- **YOUR GOAL**: Count the lines in the items that contain the string "rear" and give only the number.

(Collected data entries)
━━━━━━━━━━━━━━━━━━━━
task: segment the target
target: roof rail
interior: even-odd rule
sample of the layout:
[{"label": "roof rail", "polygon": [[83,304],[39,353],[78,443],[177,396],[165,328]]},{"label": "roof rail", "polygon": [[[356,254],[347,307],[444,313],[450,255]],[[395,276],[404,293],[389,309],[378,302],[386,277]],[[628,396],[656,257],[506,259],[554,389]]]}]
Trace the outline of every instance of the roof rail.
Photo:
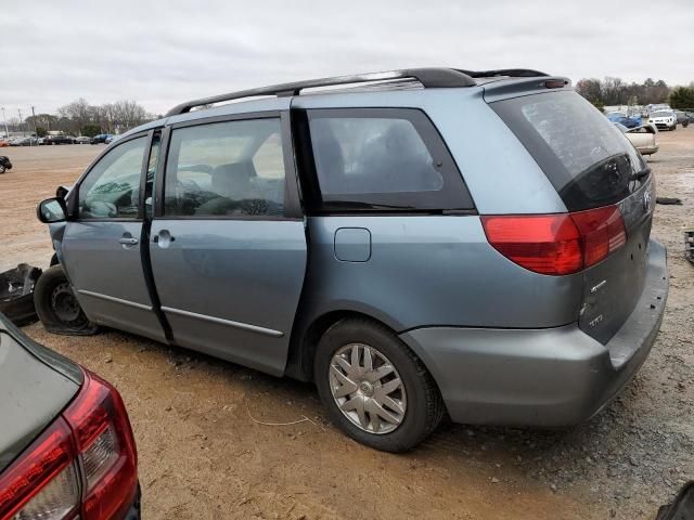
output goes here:
[{"label": "roof rail", "polygon": [[[479,74],[479,73],[473,73]],[[374,81],[414,79],[422,83],[425,89],[473,87],[477,84],[473,77],[465,70],[455,68],[406,68],[402,70],[388,70],[384,73],[358,74],[355,76],[336,76],[333,78],[311,79],[307,81],[295,81],[292,83],[273,84],[258,89],[241,90],[228,94],[213,95],[200,100],[188,101],[171,108],[166,116],[185,114],[191,108],[204,106],[224,101],[240,100],[243,98],[255,98],[260,95],[288,96],[298,95],[304,89],[316,87],[332,87],[337,84],[367,83]]]},{"label": "roof rail", "polygon": [[499,68],[497,70],[463,70],[457,68],[455,70],[463,73],[471,78],[493,78],[496,76],[506,76],[510,78],[536,78],[539,76],[549,76],[547,73],[540,73],[539,70],[532,70],[529,68]]}]

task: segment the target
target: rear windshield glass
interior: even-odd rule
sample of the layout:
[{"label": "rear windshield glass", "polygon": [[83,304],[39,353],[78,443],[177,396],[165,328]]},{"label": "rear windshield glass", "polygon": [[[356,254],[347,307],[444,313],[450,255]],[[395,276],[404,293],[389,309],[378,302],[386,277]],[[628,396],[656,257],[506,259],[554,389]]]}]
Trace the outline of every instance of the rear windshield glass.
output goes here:
[{"label": "rear windshield glass", "polygon": [[614,123],[576,92],[490,103],[535,157],[569,211],[618,203],[650,170]]}]

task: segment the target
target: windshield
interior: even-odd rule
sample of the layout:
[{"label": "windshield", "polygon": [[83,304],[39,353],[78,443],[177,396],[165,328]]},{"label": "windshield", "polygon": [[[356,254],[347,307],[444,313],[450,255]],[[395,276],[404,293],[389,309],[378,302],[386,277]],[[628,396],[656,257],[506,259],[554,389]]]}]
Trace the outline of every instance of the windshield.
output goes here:
[{"label": "windshield", "polygon": [[647,179],[643,157],[576,92],[490,103],[552,182],[569,211],[618,203]]}]

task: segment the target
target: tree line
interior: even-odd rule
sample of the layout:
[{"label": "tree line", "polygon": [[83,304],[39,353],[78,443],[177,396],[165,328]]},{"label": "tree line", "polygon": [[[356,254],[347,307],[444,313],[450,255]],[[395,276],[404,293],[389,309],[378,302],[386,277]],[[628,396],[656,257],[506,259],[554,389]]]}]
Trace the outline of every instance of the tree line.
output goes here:
[{"label": "tree line", "polygon": [[160,115],[147,113],[134,101],[123,100],[103,105],[92,105],[83,98],[57,108],[55,114],[37,114],[21,121],[18,118],[8,120],[10,131],[28,131],[39,136],[49,131],[62,131],[70,135],[98,133],[123,133],[144,122],[160,118]]},{"label": "tree line", "polygon": [[672,108],[694,109],[694,81],[689,87],[669,87],[664,80],[647,78],[642,83],[606,77],[580,79],[576,91],[597,108],[615,105],[668,103]]}]

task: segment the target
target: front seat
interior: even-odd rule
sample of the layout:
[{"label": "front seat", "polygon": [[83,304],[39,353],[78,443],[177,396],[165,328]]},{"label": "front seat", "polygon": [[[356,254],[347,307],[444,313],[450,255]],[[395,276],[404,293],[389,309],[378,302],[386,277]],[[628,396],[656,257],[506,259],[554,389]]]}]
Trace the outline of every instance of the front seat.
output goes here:
[{"label": "front seat", "polygon": [[250,190],[250,171],[246,165],[220,165],[211,172],[210,192],[216,196],[198,206],[195,214],[230,214],[248,198]]}]

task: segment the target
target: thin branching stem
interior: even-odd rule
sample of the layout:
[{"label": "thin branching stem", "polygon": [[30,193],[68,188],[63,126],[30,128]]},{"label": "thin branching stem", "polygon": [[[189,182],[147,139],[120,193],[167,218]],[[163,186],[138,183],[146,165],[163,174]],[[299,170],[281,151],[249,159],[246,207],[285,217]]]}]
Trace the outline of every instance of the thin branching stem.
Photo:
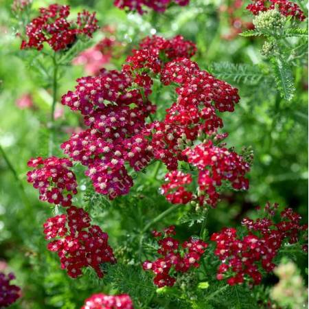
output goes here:
[{"label": "thin branching stem", "polygon": [[12,164],[11,161],[8,159],[8,157],[6,154],[4,149],[2,148],[2,146],[1,145],[0,145],[0,152],[2,154],[2,157],[4,159],[4,161],[5,161],[9,170],[11,171],[12,174],[14,176],[14,178],[15,179],[15,180],[19,187],[21,194],[21,198],[23,200],[23,203],[27,208],[30,208],[31,206],[30,202],[29,201],[28,198],[27,197],[27,194],[25,193],[25,190],[23,187],[23,182],[19,177],[17,172],[16,171],[16,170],[14,168],[13,165]]},{"label": "thin branching stem", "polygon": [[50,135],[49,135],[49,150],[48,154],[49,156],[52,156],[53,154],[53,148],[54,148],[54,139],[55,135],[55,109],[56,104],[57,103],[57,90],[58,90],[58,64],[57,63],[56,59],[56,52],[54,54],[53,58],[53,68],[54,68],[54,74],[53,74],[53,81],[52,81],[52,95],[53,95],[53,101],[52,102],[52,111],[51,111],[51,130],[50,130]]},{"label": "thin branching stem", "polygon": [[157,222],[160,221],[160,220],[163,219],[170,214],[174,212],[179,206],[181,206],[181,204],[177,204],[174,206],[171,206],[169,208],[168,208],[165,211],[160,214],[159,216],[153,218],[150,222],[149,222],[145,227],[141,231],[141,235],[139,238],[139,260],[141,260],[141,251],[143,248],[143,242],[144,238],[144,233],[148,231],[148,229],[153,225],[154,223],[157,223]]}]

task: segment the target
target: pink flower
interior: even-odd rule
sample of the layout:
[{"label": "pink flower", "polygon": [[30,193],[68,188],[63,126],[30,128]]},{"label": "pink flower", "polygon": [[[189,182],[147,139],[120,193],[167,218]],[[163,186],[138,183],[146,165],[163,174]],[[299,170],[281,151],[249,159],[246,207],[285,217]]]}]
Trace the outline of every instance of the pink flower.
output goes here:
[{"label": "pink flower", "polygon": [[16,105],[20,109],[31,108],[34,106],[32,96],[30,93],[22,95],[16,101]]}]

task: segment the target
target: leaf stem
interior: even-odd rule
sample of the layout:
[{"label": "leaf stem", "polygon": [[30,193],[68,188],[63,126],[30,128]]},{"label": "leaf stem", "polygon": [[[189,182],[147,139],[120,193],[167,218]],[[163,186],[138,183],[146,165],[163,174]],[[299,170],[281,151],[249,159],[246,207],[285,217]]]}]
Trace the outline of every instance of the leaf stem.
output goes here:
━━━━━━━━━━━━━━━━━━━━
- **COMPLETED TASK**: 4